» **JOB**
Gather every line in the listing below that contains the string "target".

══ EXCERPTED RECORDS

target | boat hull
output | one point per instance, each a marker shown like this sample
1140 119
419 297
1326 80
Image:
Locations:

════
══ EXCERPTED RECORDS

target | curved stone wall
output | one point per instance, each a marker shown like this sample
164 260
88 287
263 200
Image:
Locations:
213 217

════
══ EXCERPTED RECORDS

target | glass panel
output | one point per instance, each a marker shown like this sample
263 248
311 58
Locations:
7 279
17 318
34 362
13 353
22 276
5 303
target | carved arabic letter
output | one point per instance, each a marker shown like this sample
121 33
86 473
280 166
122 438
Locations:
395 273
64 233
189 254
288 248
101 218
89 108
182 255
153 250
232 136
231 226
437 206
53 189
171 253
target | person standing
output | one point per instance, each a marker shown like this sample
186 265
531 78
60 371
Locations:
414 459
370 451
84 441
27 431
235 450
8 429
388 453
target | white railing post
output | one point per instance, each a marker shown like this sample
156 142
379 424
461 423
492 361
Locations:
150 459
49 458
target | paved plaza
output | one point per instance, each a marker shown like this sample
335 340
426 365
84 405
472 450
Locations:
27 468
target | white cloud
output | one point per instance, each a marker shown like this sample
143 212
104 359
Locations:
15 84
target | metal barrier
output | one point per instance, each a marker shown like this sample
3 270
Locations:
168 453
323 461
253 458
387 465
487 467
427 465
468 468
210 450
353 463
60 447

════

» **REPLY**
target | boat hull
target | curved stone wall
target | glass panel
target | carved arabic letter
target | person standing
target | white railing post
target | paved plaza
target | white cloud
target | metal barrier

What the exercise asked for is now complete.